> **Work to complete**
Are you able to quote each entry exactly as written?

> **Data rows**
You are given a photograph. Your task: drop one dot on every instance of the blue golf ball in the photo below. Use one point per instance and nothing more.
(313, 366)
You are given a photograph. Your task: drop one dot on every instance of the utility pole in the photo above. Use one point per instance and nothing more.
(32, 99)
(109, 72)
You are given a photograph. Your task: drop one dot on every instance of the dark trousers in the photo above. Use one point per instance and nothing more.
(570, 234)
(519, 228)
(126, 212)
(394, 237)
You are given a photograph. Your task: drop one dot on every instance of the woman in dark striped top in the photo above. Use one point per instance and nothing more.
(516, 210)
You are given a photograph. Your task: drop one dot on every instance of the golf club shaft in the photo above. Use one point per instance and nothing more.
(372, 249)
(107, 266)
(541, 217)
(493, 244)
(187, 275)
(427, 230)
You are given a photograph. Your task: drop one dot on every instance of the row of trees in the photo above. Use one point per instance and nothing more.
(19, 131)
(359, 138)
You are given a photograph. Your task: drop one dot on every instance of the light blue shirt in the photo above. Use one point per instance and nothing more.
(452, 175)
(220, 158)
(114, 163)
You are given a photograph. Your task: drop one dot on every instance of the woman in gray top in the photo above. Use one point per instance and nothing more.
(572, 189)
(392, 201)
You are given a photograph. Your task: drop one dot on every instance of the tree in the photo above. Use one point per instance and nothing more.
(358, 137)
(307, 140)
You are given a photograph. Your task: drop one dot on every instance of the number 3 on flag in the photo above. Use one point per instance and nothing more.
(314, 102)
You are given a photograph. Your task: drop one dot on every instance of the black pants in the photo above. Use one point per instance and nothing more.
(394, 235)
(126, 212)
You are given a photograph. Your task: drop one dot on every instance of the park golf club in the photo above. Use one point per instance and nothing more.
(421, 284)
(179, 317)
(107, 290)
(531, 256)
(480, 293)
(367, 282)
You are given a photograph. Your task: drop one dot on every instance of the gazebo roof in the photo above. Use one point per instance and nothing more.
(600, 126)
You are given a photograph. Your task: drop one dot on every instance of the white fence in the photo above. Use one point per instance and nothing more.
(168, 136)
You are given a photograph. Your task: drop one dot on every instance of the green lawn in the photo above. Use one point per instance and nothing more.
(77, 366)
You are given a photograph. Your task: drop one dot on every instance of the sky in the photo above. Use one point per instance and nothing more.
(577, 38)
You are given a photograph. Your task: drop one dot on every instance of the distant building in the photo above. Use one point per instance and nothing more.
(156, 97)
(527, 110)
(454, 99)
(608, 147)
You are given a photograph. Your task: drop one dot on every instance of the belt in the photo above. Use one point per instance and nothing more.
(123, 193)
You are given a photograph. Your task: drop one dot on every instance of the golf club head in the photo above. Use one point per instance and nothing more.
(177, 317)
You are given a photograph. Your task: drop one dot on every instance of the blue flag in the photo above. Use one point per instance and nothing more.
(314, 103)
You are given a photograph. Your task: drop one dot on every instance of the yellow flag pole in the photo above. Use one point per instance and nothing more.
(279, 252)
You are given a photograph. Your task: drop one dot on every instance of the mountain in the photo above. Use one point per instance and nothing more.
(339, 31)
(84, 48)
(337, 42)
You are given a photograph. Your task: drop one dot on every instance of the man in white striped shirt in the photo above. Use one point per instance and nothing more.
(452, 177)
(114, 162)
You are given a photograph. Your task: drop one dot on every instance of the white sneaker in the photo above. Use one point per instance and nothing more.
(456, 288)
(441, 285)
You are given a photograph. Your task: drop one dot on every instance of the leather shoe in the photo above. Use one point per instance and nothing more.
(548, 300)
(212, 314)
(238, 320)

> **Result of the exercise**
You are given a photograph. Your task: drop one dot on every instance of the blue golf ball in the photo below. Use one point per instance and nothing more.
(313, 366)
You are given a photograph. Your task: drop one dot on every instance of the utility pole in the photo above. Use one point per instance and nothing more.
(32, 99)
(109, 72)
You are given a photograph. Your task: drop one dot on every instance of the dark trousers in the photo above. Use one point per instance and nothing more.
(570, 234)
(519, 228)
(126, 212)
(394, 237)
You are given a photograph. Your task: drop one dot on every instance of the woman in dark striped top in the photo above. Use one point per instance and nothing more.
(516, 210)
You are given a photograph. Your task: drop one dot on every instance of the golf club shaft in the photo above. Use one point per instance and nothing more.
(372, 249)
(107, 266)
(541, 217)
(493, 244)
(187, 275)
(427, 230)
You are given a photograph. Your task: drop one dot on every instance of the row of trees in the photo above. Use one point per instance and nothing more.
(19, 131)
(359, 138)
You are given a photograph. Your task: drop one dot on every instance of the light blue shirt in the photo above. Use one point per instance and nothing more.
(452, 175)
(220, 158)
(114, 163)
You are given a photograph. Your task: drop one dot on every instance of the woman in gray top in the photo above. Use one point per instance and nothing more.
(572, 189)
(392, 201)
You are given a photograph. Your task: drop one dot on every instance of the tree in the photo above. Use one point per instance and nothing more.
(358, 137)
(307, 140)
You are given a photograph. Your task: drop one dot on every instance of the number 3 on flag in the photo above. Use one point per instance and nothing more.
(314, 102)
You are given a photograph. Your task: drop one dot on every instance of the black pants in the photo above. Use one point per instance and nothing more.
(394, 235)
(126, 212)
You are given a photograph. Your task: drop one dot on every instance of the park golf club in the photo above. Use one point per instance and nothing more.
(421, 284)
(179, 317)
(107, 290)
(531, 256)
(480, 293)
(367, 282)
You are given a photograph. Your task: drop one dot on every instance of the gazebo roof in the photo above. Use one point per instance and nothing more.
(600, 126)
You are given a photograph. Your task: drop one dot on every instance of the white fence in the photo above. Use one point per instance and nothing more.
(168, 136)
You are given a photograph. Your task: drop one dot on every instance of the green lawn in the photo above. Use one point per instance and nothing more.
(77, 366)
You are given a photograph. Your task: drop one dot on every instance of the sky in the photo above. Use one point per instance and nothing more.
(577, 38)
You are given a photograph. Your task: drop one dot on every instance of the distant building in the photo above. Use one point per instance and nothing more.
(156, 97)
(527, 110)
(454, 99)
(608, 147)
You are given a photograph. Your task: drop one dot on every instance of the belt in the photo above. Use one point per instance and nothing more.
(123, 193)
You are given a photograph. Your task: drop one dot on every instance of the golf club head in the photo above. Use one point per instance and nothing more.
(177, 317)
You are given a photograph. Your task: drop one dot on every instance of the blue flag in the photo above. Use one point per instance and nothing more.
(314, 103)
You are given a photograph. Your task: drop one dot on every instance of the yellow flag pole in the photo above. Use one point per instance and nothing more.
(279, 252)
You are given a photograph. Your task: drop one dot on every instance of the mountain in the photo above. Use one point per instance and nothing more.
(339, 31)
(84, 48)
(337, 42)
You are given a photograph. Your task: drop one dot on every instance of the man in white striped shirt in the photo above. Use one point per instance and nothing more.
(452, 177)
(114, 162)
You are given a photograph. Your task: drop one dot on every instance of the white sneaker in the photo above. Use one point per instance and nothing more.
(456, 288)
(441, 285)
You are given a photograph. Your task: drop one dot on every instance of the leather shoe in the photo above. Use one point per instance and nothing more.
(548, 300)
(212, 314)
(238, 320)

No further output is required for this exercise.